* Entries provided:
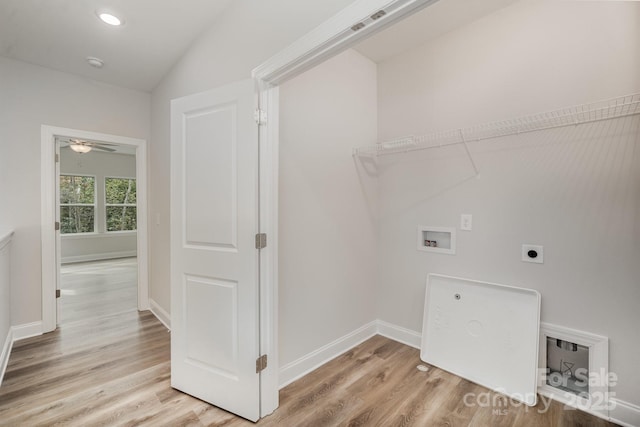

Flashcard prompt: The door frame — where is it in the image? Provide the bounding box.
[40,125,149,333]
[252,0,438,417]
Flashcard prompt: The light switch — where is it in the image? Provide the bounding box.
[460,214,472,231]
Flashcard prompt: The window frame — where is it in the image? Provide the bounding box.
[58,173,98,236]
[102,175,138,235]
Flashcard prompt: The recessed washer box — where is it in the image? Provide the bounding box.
[418,225,456,255]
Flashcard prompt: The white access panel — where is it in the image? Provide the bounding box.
[420,274,540,406]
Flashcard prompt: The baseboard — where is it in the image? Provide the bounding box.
[376,320,422,349]
[0,328,13,386]
[11,320,42,342]
[61,251,137,264]
[609,397,640,427]
[149,299,171,330]
[279,320,378,388]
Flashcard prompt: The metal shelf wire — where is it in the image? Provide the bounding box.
[353,93,640,159]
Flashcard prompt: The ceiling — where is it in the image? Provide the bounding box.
[0,0,514,92]
[0,0,231,92]
[355,0,516,62]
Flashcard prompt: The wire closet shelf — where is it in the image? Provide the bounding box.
[353,93,640,157]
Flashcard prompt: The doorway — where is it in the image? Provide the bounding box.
[56,138,138,326]
[41,125,149,333]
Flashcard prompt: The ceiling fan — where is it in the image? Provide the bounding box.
[61,138,116,154]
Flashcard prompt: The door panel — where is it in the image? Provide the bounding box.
[171,80,260,421]
[184,103,238,249]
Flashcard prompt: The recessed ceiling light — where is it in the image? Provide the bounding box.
[87,56,104,68]
[98,12,122,27]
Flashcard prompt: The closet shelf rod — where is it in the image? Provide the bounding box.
[353,93,640,157]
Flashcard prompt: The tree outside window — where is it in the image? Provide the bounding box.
[60,175,96,234]
[105,178,137,232]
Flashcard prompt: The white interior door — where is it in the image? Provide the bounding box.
[171,80,260,421]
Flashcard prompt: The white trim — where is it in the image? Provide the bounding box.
[11,321,44,342]
[60,230,136,240]
[40,125,149,332]
[149,298,171,330]
[253,0,437,85]
[609,397,640,427]
[0,328,13,386]
[0,230,13,251]
[256,82,280,417]
[377,320,422,349]
[61,251,137,264]
[280,320,378,388]
[538,322,612,419]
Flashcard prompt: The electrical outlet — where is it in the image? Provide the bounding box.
[460,214,473,231]
[522,244,544,264]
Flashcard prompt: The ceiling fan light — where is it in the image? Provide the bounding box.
[69,144,91,154]
[98,12,122,27]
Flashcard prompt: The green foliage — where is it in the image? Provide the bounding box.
[60,206,95,234]
[105,178,137,231]
[106,206,137,231]
[60,175,96,234]
[104,178,136,205]
[60,175,96,205]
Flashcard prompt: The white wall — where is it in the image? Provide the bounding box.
[0,57,150,325]
[278,50,377,366]
[0,229,13,384]
[378,1,640,405]
[60,147,137,263]
[149,0,352,312]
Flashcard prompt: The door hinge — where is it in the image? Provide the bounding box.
[256,354,267,374]
[253,108,267,126]
[256,233,267,249]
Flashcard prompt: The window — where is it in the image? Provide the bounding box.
[60,175,96,234]
[104,178,137,231]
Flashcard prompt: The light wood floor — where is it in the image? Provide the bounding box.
[0,310,613,427]
[58,258,138,324]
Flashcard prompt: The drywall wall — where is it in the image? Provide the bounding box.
[0,230,13,384]
[378,1,640,405]
[0,57,150,325]
[149,0,352,313]
[278,50,377,366]
[60,147,137,263]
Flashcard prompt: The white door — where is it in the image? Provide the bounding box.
[171,80,260,421]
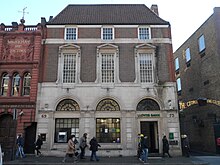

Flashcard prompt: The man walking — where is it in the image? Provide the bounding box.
[79,133,87,159]
[141,136,148,164]
[16,134,25,158]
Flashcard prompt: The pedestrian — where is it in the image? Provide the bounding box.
[35,135,43,157]
[137,133,144,159]
[182,135,190,157]
[140,136,148,164]
[62,135,76,163]
[162,135,172,158]
[16,134,25,158]
[89,137,101,161]
[79,133,88,159]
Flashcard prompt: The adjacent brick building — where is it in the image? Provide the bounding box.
[174,7,220,153]
[36,4,181,155]
[0,19,43,160]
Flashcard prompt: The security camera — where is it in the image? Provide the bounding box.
[19,111,24,116]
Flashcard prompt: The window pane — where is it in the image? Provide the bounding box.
[139,53,153,83]
[175,58,179,70]
[96,118,121,143]
[11,74,20,96]
[101,54,115,83]
[54,118,79,143]
[63,54,76,83]
[66,28,76,40]
[176,78,182,92]
[102,28,113,40]
[199,35,205,52]
[185,48,191,62]
[23,73,31,95]
[139,28,149,40]
[1,73,9,96]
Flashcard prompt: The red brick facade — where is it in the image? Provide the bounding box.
[0,23,43,157]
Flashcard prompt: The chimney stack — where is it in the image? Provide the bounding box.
[150,4,159,16]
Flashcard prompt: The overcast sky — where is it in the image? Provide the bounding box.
[0,0,220,51]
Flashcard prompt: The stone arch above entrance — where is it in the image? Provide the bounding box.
[56,99,80,111]
[96,98,120,111]
[136,99,160,111]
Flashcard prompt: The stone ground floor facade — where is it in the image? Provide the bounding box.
[36,83,181,156]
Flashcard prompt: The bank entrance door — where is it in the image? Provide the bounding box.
[140,121,159,153]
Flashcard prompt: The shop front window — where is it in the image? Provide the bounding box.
[54,118,79,143]
[96,118,121,143]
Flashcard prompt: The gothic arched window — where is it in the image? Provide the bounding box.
[96,99,120,111]
[57,99,80,111]
[137,99,160,111]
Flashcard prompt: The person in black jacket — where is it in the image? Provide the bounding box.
[89,137,101,161]
[162,135,171,158]
[35,135,43,156]
[140,136,149,164]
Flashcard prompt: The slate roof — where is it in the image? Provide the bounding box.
[47,4,169,25]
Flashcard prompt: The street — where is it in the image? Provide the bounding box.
[193,156,220,165]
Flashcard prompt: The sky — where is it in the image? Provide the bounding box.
[0,0,220,51]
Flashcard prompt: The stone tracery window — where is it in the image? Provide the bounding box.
[57,99,80,111]
[96,98,120,111]
[137,99,160,111]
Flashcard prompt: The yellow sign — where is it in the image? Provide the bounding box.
[179,99,220,109]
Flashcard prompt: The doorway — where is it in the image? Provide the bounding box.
[140,121,159,153]
[24,122,37,154]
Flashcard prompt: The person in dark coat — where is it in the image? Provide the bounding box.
[16,134,25,158]
[89,137,101,161]
[62,135,77,163]
[162,135,172,158]
[79,133,87,159]
[35,135,43,156]
[182,135,190,157]
[140,136,149,163]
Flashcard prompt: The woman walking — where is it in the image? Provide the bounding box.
[162,135,172,158]
[89,137,101,161]
[35,135,43,157]
[62,135,75,163]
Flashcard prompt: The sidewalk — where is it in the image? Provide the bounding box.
[3,155,208,165]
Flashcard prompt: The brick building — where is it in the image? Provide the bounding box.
[174,7,220,153]
[36,4,181,155]
[0,19,43,160]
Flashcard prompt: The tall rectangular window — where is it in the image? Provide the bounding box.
[176,78,182,92]
[139,53,153,83]
[63,54,76,83]
[54,118,79,143]
[101,53,115,83]
[66,28,77,40]
[96,118,121,143]
[198,35,205,52]
[185,48,191,63]
[102,28,113,40]
[175,58,180,71]
[139,28,150,40]
[1,73,9,96]
[11,73,20,96]
[23,73,31,96]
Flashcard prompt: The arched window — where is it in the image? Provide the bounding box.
[137,99,160,111]
[96,99,120,111]
[22,73,31,96]
[57,99,80,111]
[1,73,9,96]
[11,73,21,96]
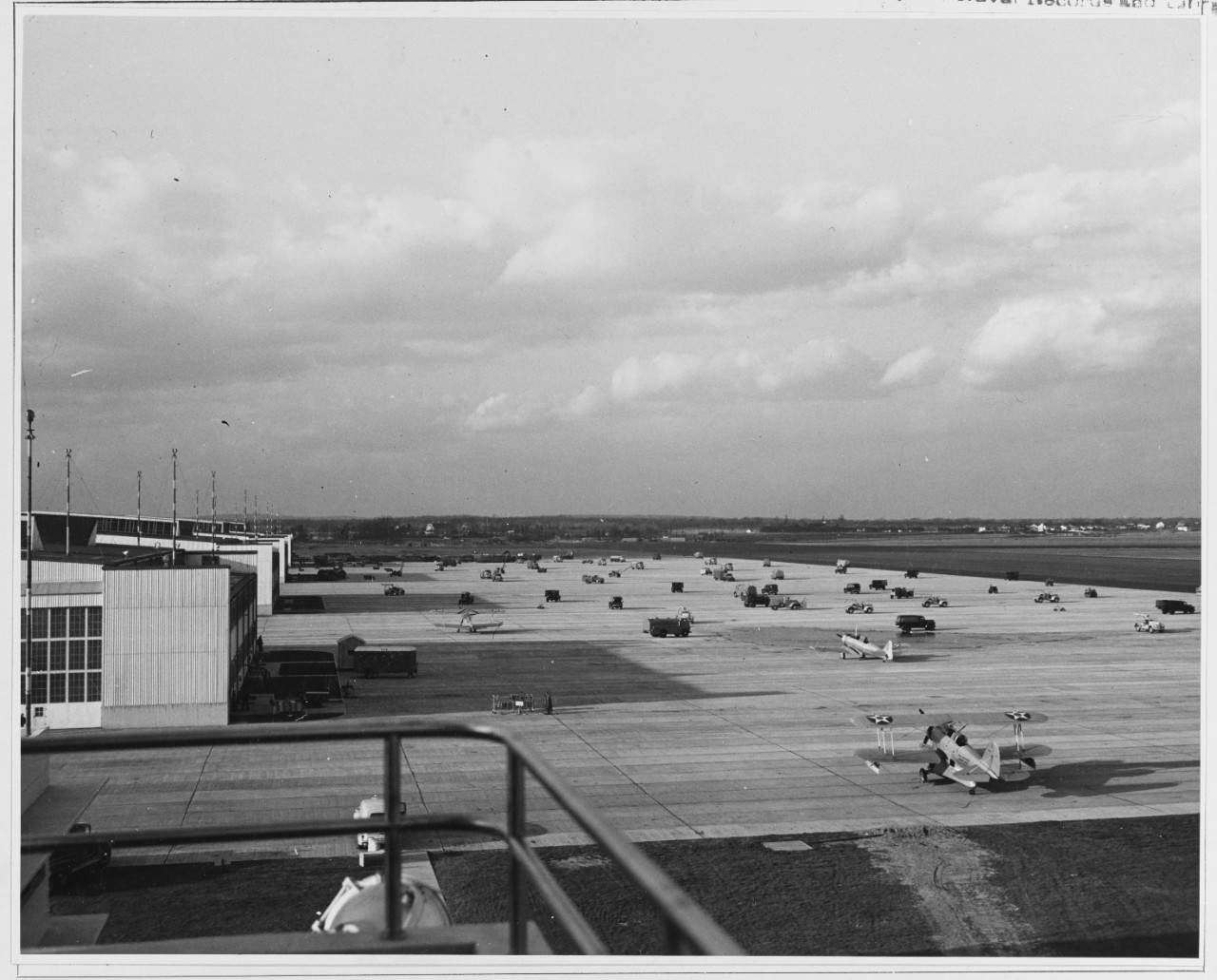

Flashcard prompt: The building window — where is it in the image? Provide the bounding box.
[22,606,101,703]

* What this task involves: Reproduce all of the entries above word for word, leaving out the pictures.

* Finished exercise:
Flashcard prompt: The door frame — where is it in the image? Provide the bounding box.
[40,125,149,333]
[252,0,438,417]
Flashcard prompt: The light switch — where is it in the image? Provide the bounding box.
[460,214,472,231]
Flashcard prompt: The window frame — where is it in the image? Provide the bounding box.
[58,173,98,236]
[102,175,138,235]
Flashcard prompt: The recessed washer box — where is it in the image? Provide the bounding box.
[418,225,456,255]
Flashcard prompt: The white access panel — where is it in the image? Provide the bounding box.
[420,274,540,406]
Flashcard prompt: The baseboard — where is it in the image? Provide the bounding box.
[376,320,422,349]
[0,328,13,386]
[11,320,42,342]
[61,251,137,264]
[609,397,640,427]
[149,299,171,330]
[279,320,378,388]
Flashcard prompt: The metal shelf wire — where is it in the image? Provide the bounding box.
[353,93,640,159]
Flashcard prompt: The ceiling — where is it in the image? Provide the bounding box.
[0,0,514,92]
[0,0,231,92]
[355,0,516,62]
Flashcard prompt: The wire closet shelf — where is it in the image? Provide the bounding box.
[353,93,640,157]
Flashcard prompt: The doorway — where is it in the image? Provide the bounding box.
[56,138,138,326]
[41,125,149,333]
Flashcard prompt: The ceiling fan — where is it in the image? Provide the bounding box.
[61,138,116,154]
Flashcard prompt: The door panel — where is it in the image? Provide the bounding box.
[171,80,260,421]
[184,103,238,249]
Flashcard prompt: The recessed ceiling light — where is it in the image? Provide the bounding box.
[87,56,104,68]
[98,12,122,27]
Flashcard prompt: The closet shelf rod — where is it in the image? Provide the bounding box.
[353,93,640,157]
Flashcard prompt: The tree outside window — where is it in the image? Provide the bounding box.
[60,175,96,234]
[105,178,137,232]
Flashcard prompt: The white interior door — where is it in the image? Provide the bounding box.
[171,80,260,421]
Flashcard prompt: The white trim — where is it in the image? Provide the bounding box.
[11,321,44,342]
[60,230,136,240]
[40,125,149,332]
[149,298,171,330]
[253,0,437,85]
[609,397,640,427]
[0,328,13,386]
[0,230,13,251]
[256,82,280,417]
[377,320,422,349]
[61,251,137,264]
[280,320,378,388]
[538,322,612,419]
Flashcard prompt: The electrical outlet — where is it in the image? Provide the bounding box.
[460,214,473,231]
[522,244,544,264]
Flashcard prompt: The ceiling fan light — where is it in the image? Provide the bounding box.
[69,144,91,154]
[98,12,122,27]
Flashcard prompt: The green foliage — where is it in the image? Provide the bounding box.
[60,206,95,234]
[105,178,137,231]
[106,206,137,231]
[60,175,96,234]
[104,178,136,205]
[60,175,96,205]
Flashcard prompt: The white wall — where is it in the image? Provide the bounding box.
[0,57,150,325]
[278,50,377,366]
[0,229,13,384]
[378,1,640,405]
[60,147,137,263]
[149,0,352,312]
Flashcard prompt: The door hinge — where is it in the image? Provide the bounding box.
[256,354,267,374]
[253,108,267,126]
[256,233,267,249]
Flashcard prompt: The window — where is it in the image? Provide the bounding box.
[60,175,96,234]
[104,178,137,231]
Flashcard prompt: The light wood floor — where is it in the image? Provide the bounding box.
[0,310,613,427]
[58,258,138,324]
Flashcard prompt: The drywall wall — where is it in the image? Provide the bounding box.
[0,230,13,384]
[378,1,640,405]
[0,57,150,325]
[149,0,352,313]
[278,50,377,366]
[60,147,137,263]
Flashcard prompt: The white door — where is it in the image? Provide the bounding box.
[171,80,260,421]

Flashcard prompt: The man walking — where is it in the image? Provide the bounding box.
[79,133,87,159]
[141,136,148,164]
[16,134,25,158]
Flashcard prompt: The pedestrian — where is it in the image? Provide the bounding box.
[35,135,43,157]
[137,133,144,159]
[182,135,190,157]
[140,136,148,164]
[62,135,76,163]
[162,135,172,158]
[16,134,25,158]
[89,137,101,161]
[79,133,88,159]
Flashcard prompt: The adjacent brick building — where is it in the image? Provide the bounding box.
[174,7,220,153]
[36,4,181,155]
[0,19,43,160]
Flashcard prompt: The security camera — where is it in the image? Provide the bounding box.
[19,111,24,116]
Flashcard prompt: The window pane — where is it in the image? Provide the bounding box.
[139,53,153,83]
[175,58,179,70]
[96,118,121,143]
[11,74,20,96]
[101,54,115,83]
[54,118,79,143]
[63,54,76,83]
[66,28,76,40]
[176,78,182,92]
[102,28,113,40]
[199,35,205,52]
[185,48,191,62]
[23,73,31,95]
[139,28,149,40]
[1,73,9,96]
Flashcard prompt: The red brick facade — where is it in the image? Provide the bounding box.
[0,23,43,157]
Flashcard prompt: The chimney stack — where is it in the image? Provide the bounding box.
[150,4,159,16]
Flashcard prompt: The overcast sky — where is it in the image? Provide the bounding box.
[0,0,220,51]
Flashcard prompt: The stone arch above entrance — where is it in the image? Provide the bounding box.
[56,99,80,111]
[96,98,120,111]
[136,99,160,111]
Flashcard prompt: The stone ground floor facade — where is it in the image? Provide the bounding box.
[36,83,181,156]
Flashcard prompt: The bank entrance door — where is it in the image? Provide the bounding box.
[140,121,159,153]
Flashcard prompt: The shop front window — where is it in the image? Provide the bounding box.
[54,118,79,143]
[96,118,121,143]
Flashcard prompt: The gothic arched window — where is it in the image? Provide the bounding box.
[96,99,120,111]
[57,99,80,111]
[137,99,160,111]
Flashcard prompt: The person in black jacket — where is it in the image? Provide the bounding box.
[89,137,101,161]
[162,135,171,158]
[35,135,43,156]
[140,136,149,164]
Flashcard prompt: The slate roof — where is it in the image? Provide the bounding box.
[47,4,169,25]
Flashcard prompt: The street — where is it in the image? Provide the bounding box.
[193,156,220,165]
Flashcard prompt: The sky — where is it in the image? Provide the bounding box.
[0,0,220,51]
Flashcard prompt: The stone tracery window — where is it in the image? Provide the bounding box.
[57,99,80,111]
[96,98,120,111]
[137,99,160,111]
Flashcard prompt: The yellow sign — where is it in the image? Provide the bounding box.
[179,99,220,109]
Flashcard prompt: The doorway — where is it in the image? Provide the bounding box.
[140,121,159,153]
[24,122,37,154]
Flashcard prompt: The person in dark coat — where is it in the image? Provide the bounding box.
[16,134,25,158]
[89,137,101,161]
[62,135,77,163]
[162,135,172,158]
[79,133,87,159]
[35,135,43,156]
[182,135,190,157]
[140,136,149,163]
Flashcard prompt: The woman walking — where is it in the image? Provide the bounding box.
[162,135,172,158]
[89,137,101,161]
[35,135,43,157]
[62,135,75,163]
Flashcard prompt: The sidewalk — where is it in the image? Provide the bounding box.
[3,155,208,165]
Flashcard prompt: The brick building — where is it in the image? Provide the bounding box.
[174,7,220,153]
[36,4,181,155]
[0,19,43,160]
Flashcard prompt: The tall rectangular window — where is it in the image? Provide the bounding box.
[176,78,182,92]
[139,53,153,83]
[63,54,76,83]
[54,118,79,143]
[101,53,115,83]
[66,28,77,40]
[96,118,121,143]
[198,35,205,52]
[185,48,191,63]
[102,28,113,40]
[175,58,180,71]
[139,28,150,40]
[1,73,9,96]
[11,73,20,96]
[23,73,31,96]
Flashcard prompt: The arched window — where is it in the image? Provide the bounding box.
[137,99,160,111]
[96,99,120,111]
[22,73,31,96]
[57,99,80,111]
[1,73,9,96]
[11,73,21,96]

Flashcard prompt: The building window — where is it in the image? Provide the bounding box.
[22,606,101,703]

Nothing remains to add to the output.